Correio braziliense, n. 19428, 04/08/2016. Saúde, p. 14

Droga inibe o crescimento do câncer de pulmão

A substância poderá ser usada contra um dos tipos mais comuns da doença e ainda sem tratamento eficaz

Por: Isabela de Oliveira

 

O câncer de pulmão é responsável por cerca de um terço de todas as mortes provocadas por tumores malignos. Os adenocarcinomas — tipo de câncer pulmonar nas células não pequenas  — responde por até 40% dos diagnósticos da doença, mas poucos tratamentos estão disponíveis para tratá-los. Na revista Science Translational Medicine, um consórcio internacional de pesquisadores detalha um novo tratamento capaz de inibir a progressão do carcinoma utilizando um medicamento já testado em humanos nos Estados Unidos.

Com cientistas da Universidade de Cingapura e da Universidade de São Paulo (USP), Elena Levantini, pesquisadora sênior do estudo e professora na Faculdade de Medicina da Universidade de Harvard, nos Estados Unidos, identificou marcadores tumorais que permitem a identificação de quais pacientes com adenocarcinomas serão favorecidos pela nova droga. Um desses marcadores é a baixa expressão de C/EBPa, fator de transcrição que regula a expressão genética e a proliferação de células nos tecidos pulmonares.

A representante brasileira participou ativamente dessa etapa da pesquisa. Professora da USP, Daniela Basseres conta que se envolveu no projeto em 2002, durante o pós-doutorado no laboratório de Daniel Tenen, coautor do estudo e também pesquisador de Harvard. Inicialmente, ela descobriu que o C/EBPa está envolvido no desenvolvimento e na diferenciação dos pulmões. No entanto, ao investigar a função dessa proteína no câncer, Basseres constatou que ela também atua como um supressor da doença.

## [DADOS COLETADOS]
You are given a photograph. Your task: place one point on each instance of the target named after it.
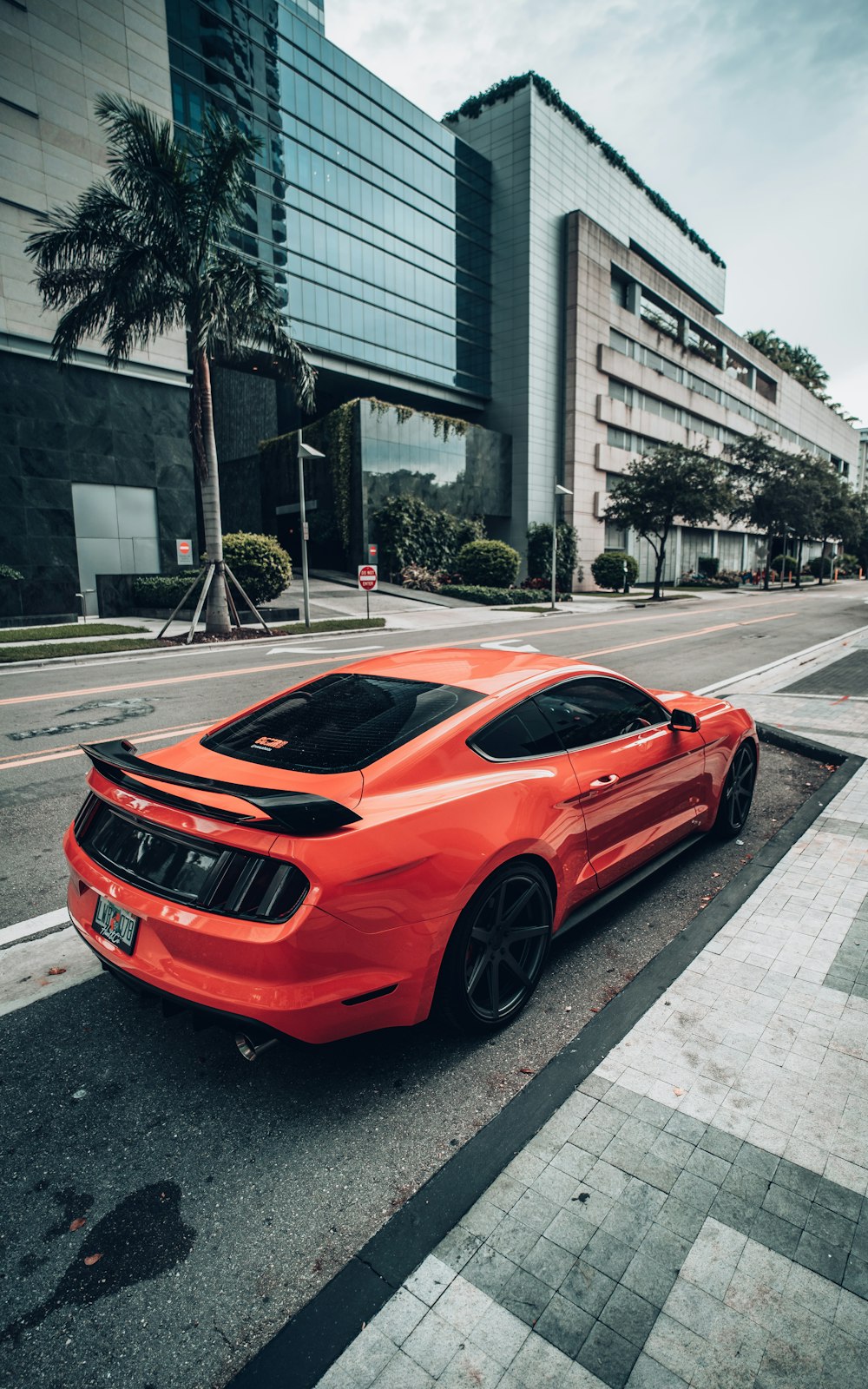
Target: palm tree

## [OBJETIVO DO EXERCÍCIO]
Liste os nomes de todos os pesquisadores mencionados no texto sobre a droga contra o câncer de pulmão. As linhas acima vêm de outra fonte, sem relação com o texto.

## [EXERCÍCIO RESOLVIDO]
Elena Levantini, Daniela Basseres e Daniel Tenen.